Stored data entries
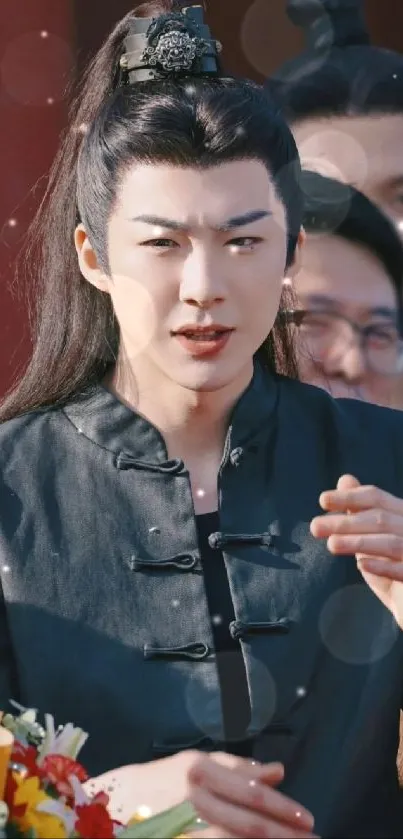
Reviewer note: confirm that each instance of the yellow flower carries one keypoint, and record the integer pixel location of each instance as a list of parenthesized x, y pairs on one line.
[(27, 797)]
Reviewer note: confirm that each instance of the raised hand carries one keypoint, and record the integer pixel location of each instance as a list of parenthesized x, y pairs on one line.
[(236, 797), (367, 522)]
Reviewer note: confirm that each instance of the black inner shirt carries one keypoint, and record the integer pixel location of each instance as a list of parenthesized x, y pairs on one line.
[(230, 664)]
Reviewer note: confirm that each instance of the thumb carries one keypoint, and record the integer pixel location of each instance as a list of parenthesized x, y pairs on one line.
[(347, 482)]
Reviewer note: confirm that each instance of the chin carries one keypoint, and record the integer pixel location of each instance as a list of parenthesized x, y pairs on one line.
[(207, 377)]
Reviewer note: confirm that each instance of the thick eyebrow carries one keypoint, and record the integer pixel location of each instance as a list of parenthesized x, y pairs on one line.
[(230, 224), (330, 303)]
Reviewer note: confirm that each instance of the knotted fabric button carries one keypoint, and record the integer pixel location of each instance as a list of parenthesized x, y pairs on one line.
[(236, 456)]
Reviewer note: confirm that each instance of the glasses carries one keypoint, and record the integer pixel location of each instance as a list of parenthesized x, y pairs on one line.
[(323, 333)]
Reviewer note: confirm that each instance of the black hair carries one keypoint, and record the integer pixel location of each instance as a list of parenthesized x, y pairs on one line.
[(190, 122), (341, 210), (340, 73)]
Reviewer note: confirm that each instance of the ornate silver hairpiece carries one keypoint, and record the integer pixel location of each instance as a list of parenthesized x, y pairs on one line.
[(171, 45)]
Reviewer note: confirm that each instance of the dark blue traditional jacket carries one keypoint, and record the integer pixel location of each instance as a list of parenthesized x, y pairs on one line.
[(105, 620)]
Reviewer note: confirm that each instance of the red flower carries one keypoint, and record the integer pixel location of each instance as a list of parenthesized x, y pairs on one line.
[(57, 769), (26, 755), (94, 822)]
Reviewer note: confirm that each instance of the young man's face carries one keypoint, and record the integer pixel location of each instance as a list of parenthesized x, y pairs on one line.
[(193, 248)]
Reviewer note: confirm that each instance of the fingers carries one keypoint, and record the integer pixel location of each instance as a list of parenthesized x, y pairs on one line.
[(269, 773), (236, 820), (385, 545), (236, 788), (368, 521), (383, 568), (347, 482), (359, 498)]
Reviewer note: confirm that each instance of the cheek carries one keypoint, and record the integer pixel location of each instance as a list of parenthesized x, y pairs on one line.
[(136, 312)]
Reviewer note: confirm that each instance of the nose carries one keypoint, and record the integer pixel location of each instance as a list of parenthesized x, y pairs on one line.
[(348, 363), (202, 283)]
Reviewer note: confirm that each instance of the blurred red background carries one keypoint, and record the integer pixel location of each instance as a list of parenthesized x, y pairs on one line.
[(44, 44)]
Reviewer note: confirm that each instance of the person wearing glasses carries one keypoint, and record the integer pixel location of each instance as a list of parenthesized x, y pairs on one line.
[(349, 294)]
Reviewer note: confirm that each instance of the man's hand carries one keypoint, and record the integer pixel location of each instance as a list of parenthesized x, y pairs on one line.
[(367, 522)]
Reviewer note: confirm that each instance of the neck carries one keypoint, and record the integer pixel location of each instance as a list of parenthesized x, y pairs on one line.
[(193, 422)]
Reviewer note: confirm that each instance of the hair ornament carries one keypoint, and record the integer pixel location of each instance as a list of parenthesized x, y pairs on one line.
[(174, 44)]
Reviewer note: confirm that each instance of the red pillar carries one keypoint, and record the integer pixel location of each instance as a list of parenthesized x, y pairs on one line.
[(36, 62)]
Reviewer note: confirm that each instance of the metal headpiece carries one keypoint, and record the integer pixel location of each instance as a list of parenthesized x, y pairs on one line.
[(172, 45)]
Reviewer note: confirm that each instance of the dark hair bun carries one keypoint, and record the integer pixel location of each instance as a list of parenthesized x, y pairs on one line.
[(329, 23)]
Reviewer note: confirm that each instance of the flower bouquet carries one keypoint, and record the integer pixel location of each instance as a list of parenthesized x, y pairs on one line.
[(42, 793)]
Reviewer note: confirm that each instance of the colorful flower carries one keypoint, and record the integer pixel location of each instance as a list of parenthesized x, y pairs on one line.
[(58, 769), (94, 822), (24, 812), (26, 755), (68, 741)]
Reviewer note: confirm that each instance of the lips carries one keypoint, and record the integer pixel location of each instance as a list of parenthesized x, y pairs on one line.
[(203, 332), (203, 341)]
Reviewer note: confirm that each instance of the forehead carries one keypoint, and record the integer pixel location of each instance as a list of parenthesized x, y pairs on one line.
[(360, 150), (185, 194), (348, 273)]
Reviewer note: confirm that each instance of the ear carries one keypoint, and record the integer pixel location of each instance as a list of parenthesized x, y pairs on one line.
[(88, 261), (295, 266)]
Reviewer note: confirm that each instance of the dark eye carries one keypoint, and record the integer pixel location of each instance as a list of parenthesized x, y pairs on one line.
[(160, 243), (382, 335), (245, 242)]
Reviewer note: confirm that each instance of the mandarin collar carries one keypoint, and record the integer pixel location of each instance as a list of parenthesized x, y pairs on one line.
[(100, 415)]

◆ Stated exercise: Reproduce all the records above, replacing every "Reviewer note" with "Annotator note" and keeping everything else identical. Leave the pictures out.

◆ Solved problem:
Annotator note: confirm that each instance of the yellow flower carries one keypoint, and record the integer pixel location of each instance as a list of parenthesized x, y pairs on one line.
[(27, 797)]
Annotator note: confirm that each instance of the raised hand carries one keypoint, and record the integer pixel location of each instance as a list of parenthesized x, y pairs on one line.
[(236, 797), (367, 522)]
Annotator note: confirm that each instance of the black inner shirt carries one keypoint, and record the integer pixel location of each instance as a list of parenthesized x, y pairs on one line.
[(230, 664)]
Annotator note: confirm that each instance of the thumb carries one keypoint, and record the integer pixel location of each instance as a list of parenthesized x, y pairs on one line.
[(347, 482)]
Annotator note: confirm that each instance of the chin carries one keypoint, and record the integer pixel location of each instance as a list of parenthesized x, y pairs on one line.
[(207, 377)]
Annotator note: confirm that each instance of the thick eyebrow carries one keypoint, and record the integer pixel location of each instance as a list of parenthesized x, y pairs on one line.
[(230, 224), (330, 303)]
Annotator note: confirm that each instance of the knotted fabric button carries one keypoint, and record the integer pixel location of each instance as a list of parenthesized x, y pairs on one line.
[(236, 456)]
Annotator note: confirm that each instance of the glasses carries one keypoint, and record the integer pixel location of each instance as a list of parenthesized x, y pairs on one line.
[(323, 333)]
Annotator note: confirm that each instance of the black hair carries one keypoint, and record the integer pixel location of each instance as a list of parenthesized x, y pairs on one line.
[(190, 122), (341, 210), (340, 73)]
Annotator note: confirm that each instance of the ornate silver hairpiece carries one keypoint, and record the integer pixel location of each instance as a list of parenthesized x, y pairs on one line.
[(171, 45)]
Annotator note: confirm that each instance of the dark blue traditional jacket carries one keypoint, and record the integer pixel location of each instance as a list of parenthesized x, y pairs on one line.
[(105, 620)]
Annotator note: confirm that each instance of the red flower carries one keypoint, and record the integer pixel location of each instance as a list of parenthesized x, y pairs on one line.
[(57, 769), (26, 755), (94, 822)]
Annotator note: confirm that each instance of the young man's face carries one keypoint, and record the integer pixel location of each instance as a list of parenthesized x, y pairs on one line.
[(193, 248)]
Annotator note: confirm that each instance of the fingers carries one keypoint, and record the integer pixel location of each instance as a list of parenthesized x, y pairs on one line.
[(269, 773), (236, 820), (385, 545), (236, 788), (368, 521), (383, 568), (347, 482), (359, 498)]
Annotator note: confirm that each instance of the cheek carries one keypoint, and record the integer pixel location of each instance as a list of parenthesized x, y pairs on one line.
[(136, 312)]
Annotator note: confirm that each instance of the nose carries one keypoint, and record the integer pixel location of each instance as a list of parenthesized x, y pairs on one line.
[(348, 363), (202, 283)]
Annotator note: confirm that each instance of the blurred red background carries one keypoint, and record the integer pixel location of each instance as a list of parenthesized x, y pairs on one line.
[(44, 44)]
Annotator note: confirm that each instance of the person wearing glasses carries one keypoint, and record the integer pixel location of each instance as a list of parenthesized x, y pairs on one line.
[(349, 294)]
Annotator note: confirm that each instance of the man's hand carries one keypoint, and record the integer pixel location of each instance as a list of parenthesized x, y pairs on one line.
[(367, 522)]
Annotator note: confirm that each instance of the neck carries one keypoint, and record the integer pixel location of each instance as a list of parenthesized x, y pairs on one line.
[(193, 422)]
Annotator note: confirm that each instance of the hair ornament carries one keypoint, and record the integer pixel location of each instance as a list of parenthesized x, y pairs on one line.
[(174, 44)]
Annotator note: confirm that each instance of the red pillar carries one keypoint, and record the integer pixel location of each instance as a list of parenthesized x, y pairs on one line.
[(36, 62)]
Annotator note: confirm that each instance of the metal headpiece carries one keypoint, and record the integer pixel location of each instance as a list of parenthesized x, y pairs on one line.
[(172, 45)]
Annotator note: confirm that each instance of the dark hair bun carries one keypoint, and record the integer pixel location of each instance as a list of parenthesized x, y pairs on one line.
[(329, 23)]
Annotator note: confirm that each instance of the flower bouquet carries one keypoint, and record the integer pixel location of each instance as a list of parenthesized x, y pairs on one line.
[(42, 793)]
Annotator note: confirm that each instance of the colorful flower carries one keypoint, and record the integer pixel location of each instance as a list of parenthesized x, y pairs on one line.
[(58, 769), (94, 822), (24, 812), (26, 755), (68, 741)]
Annotator note: confirm that each instance of the lips carries one keypoint, and record the integer pixel location of each instance as a list of parenthesized x, y pairs on one line.
[(203, 332), (203, 341)]
Annotator note: confirm that each instance of the forehead carries one keypoint, and record the integer pixel location of each instance as a list of parenthesized x, y pairs on one line.
[(360, 150), (185, 194), (348, 273)]
Annotator note: confirm that each instance of the ear carries one keypoint, and record the integer pixel location of each instance as a list of parenthesized x, y pairs on one line.
[(88, 261), (295, 266)]
Annotator note: confirm that each instance of the dark eye carries one keypoint, and record the integer pixel location of each instance as a list of parenthesized x, y pairs on one line.
[(160, 243), (382, 335), (245, 242)]
Annotator note: confirm that each instance of the mandarin collar carries one keypoint, and record the integer pixel location of each instance as a list of parenthesized x, y pairs on one line.
[(100, 415)]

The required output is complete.